But passion, heart and ‘club DNA’ are really just myths; the currency that really matters is results. Even managers who are unpopular with supporters because of their playing style can be tolerated if they are winning games; but when results aren’t happening, the easiest thing to do is suggest the players aren’t trying for the man in the dugout, and they need somebody who understands the club to take over and inspire them. It is a thought process based on very little hard evidence. In most cases, when fans demand a former player become manager, they are projecting their love of what they did on the pitch onto another completely different situation. Being a great player doesn’t mean that ability is transferable, and it is rare that a lack of desire is really behind a slump, yet fans continue down this route.

TASK LIST:
1: According to the passage on football managers, what currency really matters?
2: Print everything in the passage on football managers from "But passion, heart" down to "down this route.".
The records are separate material and have no connection to the passage on football managers.

Records from a dataset:

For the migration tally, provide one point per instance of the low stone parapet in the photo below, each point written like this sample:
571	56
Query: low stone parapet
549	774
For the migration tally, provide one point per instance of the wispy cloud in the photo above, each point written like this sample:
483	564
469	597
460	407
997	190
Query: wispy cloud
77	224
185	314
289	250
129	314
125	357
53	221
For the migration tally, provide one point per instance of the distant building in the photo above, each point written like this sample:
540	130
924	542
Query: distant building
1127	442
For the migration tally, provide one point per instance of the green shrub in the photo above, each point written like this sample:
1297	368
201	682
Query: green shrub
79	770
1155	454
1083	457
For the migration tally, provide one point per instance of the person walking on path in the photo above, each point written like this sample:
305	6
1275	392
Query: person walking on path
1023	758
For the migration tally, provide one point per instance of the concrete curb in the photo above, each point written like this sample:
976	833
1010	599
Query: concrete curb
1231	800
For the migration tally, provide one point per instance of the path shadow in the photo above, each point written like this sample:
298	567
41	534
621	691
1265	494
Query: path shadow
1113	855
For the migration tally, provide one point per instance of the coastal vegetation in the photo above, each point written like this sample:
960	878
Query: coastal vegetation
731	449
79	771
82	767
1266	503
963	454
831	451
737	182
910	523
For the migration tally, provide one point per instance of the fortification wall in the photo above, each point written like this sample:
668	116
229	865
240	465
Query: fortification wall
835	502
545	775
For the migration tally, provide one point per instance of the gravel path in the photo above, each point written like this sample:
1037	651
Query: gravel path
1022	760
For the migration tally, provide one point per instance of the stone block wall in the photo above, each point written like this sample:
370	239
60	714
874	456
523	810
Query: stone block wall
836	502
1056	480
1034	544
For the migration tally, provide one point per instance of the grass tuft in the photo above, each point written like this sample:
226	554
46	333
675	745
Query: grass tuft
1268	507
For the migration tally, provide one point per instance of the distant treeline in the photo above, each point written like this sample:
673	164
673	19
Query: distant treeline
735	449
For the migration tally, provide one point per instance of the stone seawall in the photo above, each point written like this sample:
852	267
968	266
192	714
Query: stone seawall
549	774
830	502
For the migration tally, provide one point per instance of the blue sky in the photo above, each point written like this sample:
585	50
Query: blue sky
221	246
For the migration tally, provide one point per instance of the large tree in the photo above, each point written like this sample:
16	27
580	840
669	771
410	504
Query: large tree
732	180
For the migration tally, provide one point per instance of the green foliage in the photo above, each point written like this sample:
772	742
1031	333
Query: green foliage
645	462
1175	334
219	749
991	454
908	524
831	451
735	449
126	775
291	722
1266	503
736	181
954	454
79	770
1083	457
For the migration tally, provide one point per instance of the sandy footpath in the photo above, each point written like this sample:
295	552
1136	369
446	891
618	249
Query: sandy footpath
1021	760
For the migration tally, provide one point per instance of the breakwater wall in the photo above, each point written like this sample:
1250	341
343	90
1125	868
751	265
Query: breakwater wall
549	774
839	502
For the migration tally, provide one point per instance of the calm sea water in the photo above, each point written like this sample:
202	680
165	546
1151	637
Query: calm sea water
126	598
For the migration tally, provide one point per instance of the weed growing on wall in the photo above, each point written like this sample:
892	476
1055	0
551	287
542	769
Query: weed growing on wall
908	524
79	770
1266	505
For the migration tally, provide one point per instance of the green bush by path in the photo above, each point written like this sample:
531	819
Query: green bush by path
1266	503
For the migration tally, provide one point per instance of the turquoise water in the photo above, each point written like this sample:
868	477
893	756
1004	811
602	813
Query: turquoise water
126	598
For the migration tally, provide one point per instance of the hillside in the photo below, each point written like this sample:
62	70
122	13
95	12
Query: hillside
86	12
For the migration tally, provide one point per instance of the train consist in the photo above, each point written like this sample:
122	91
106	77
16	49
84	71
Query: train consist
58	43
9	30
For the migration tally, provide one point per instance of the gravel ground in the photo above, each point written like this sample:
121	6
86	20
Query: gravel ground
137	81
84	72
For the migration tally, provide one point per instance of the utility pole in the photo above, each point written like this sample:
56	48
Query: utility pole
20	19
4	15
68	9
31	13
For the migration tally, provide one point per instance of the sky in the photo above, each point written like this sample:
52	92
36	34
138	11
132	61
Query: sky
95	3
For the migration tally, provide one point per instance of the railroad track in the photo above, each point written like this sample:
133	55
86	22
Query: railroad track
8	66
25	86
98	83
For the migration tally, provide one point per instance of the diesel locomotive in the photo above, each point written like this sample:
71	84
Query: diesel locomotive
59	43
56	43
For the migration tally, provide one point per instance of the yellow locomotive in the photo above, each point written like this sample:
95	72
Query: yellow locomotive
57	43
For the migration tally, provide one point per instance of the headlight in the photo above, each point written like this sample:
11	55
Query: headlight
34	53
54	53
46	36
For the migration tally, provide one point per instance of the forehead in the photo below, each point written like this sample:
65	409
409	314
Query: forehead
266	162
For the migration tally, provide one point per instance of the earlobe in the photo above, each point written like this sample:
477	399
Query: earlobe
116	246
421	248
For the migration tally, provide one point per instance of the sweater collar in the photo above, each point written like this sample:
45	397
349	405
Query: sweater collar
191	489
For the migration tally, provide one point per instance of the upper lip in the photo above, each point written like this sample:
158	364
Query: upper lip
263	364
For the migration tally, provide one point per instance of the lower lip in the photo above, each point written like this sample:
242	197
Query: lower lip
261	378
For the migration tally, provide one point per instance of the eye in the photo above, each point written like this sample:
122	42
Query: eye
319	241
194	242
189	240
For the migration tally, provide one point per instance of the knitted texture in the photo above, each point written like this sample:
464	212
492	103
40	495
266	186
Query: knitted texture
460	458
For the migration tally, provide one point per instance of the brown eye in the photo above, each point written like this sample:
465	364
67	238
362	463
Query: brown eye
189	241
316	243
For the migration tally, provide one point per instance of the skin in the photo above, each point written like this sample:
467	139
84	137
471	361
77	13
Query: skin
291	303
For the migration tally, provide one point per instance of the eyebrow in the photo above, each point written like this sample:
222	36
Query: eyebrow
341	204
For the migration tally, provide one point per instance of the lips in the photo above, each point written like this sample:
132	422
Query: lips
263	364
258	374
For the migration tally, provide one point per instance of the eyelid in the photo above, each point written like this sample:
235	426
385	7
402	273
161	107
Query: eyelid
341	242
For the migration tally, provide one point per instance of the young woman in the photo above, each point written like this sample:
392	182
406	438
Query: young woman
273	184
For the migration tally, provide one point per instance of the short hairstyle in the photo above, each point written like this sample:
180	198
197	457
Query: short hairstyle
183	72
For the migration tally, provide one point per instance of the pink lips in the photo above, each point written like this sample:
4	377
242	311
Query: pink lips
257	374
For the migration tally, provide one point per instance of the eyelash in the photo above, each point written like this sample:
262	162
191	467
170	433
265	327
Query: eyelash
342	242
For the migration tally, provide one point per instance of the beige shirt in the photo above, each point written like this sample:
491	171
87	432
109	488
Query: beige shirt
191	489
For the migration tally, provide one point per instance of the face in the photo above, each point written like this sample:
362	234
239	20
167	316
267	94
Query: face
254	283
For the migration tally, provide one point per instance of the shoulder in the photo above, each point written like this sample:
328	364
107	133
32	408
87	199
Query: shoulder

RESPONSES BY ITEM NUMBER:
1: Results.

2:
But passion, heart and ‘club DNA’ are really just myths; the currency that really matters is results. Even managers who are unpopular with supporters because of their playing style can be tolerated if they are winning games; but when results aren’t happening, the easiest thing to do is suggest the players aren’t trying for the man in the dugout, and they need somebody who understands the club to take over and inspire them. It is a thought process based on very little hard evidence. In most cases, when fans demand a former player become manager, they are projecting their love of what they did on the pitch onto another completely different situation. Being a great player doesn’t mean that ability is transferable, and it is rare that a lack of desire is really behind a slump, yet fans continue down this route.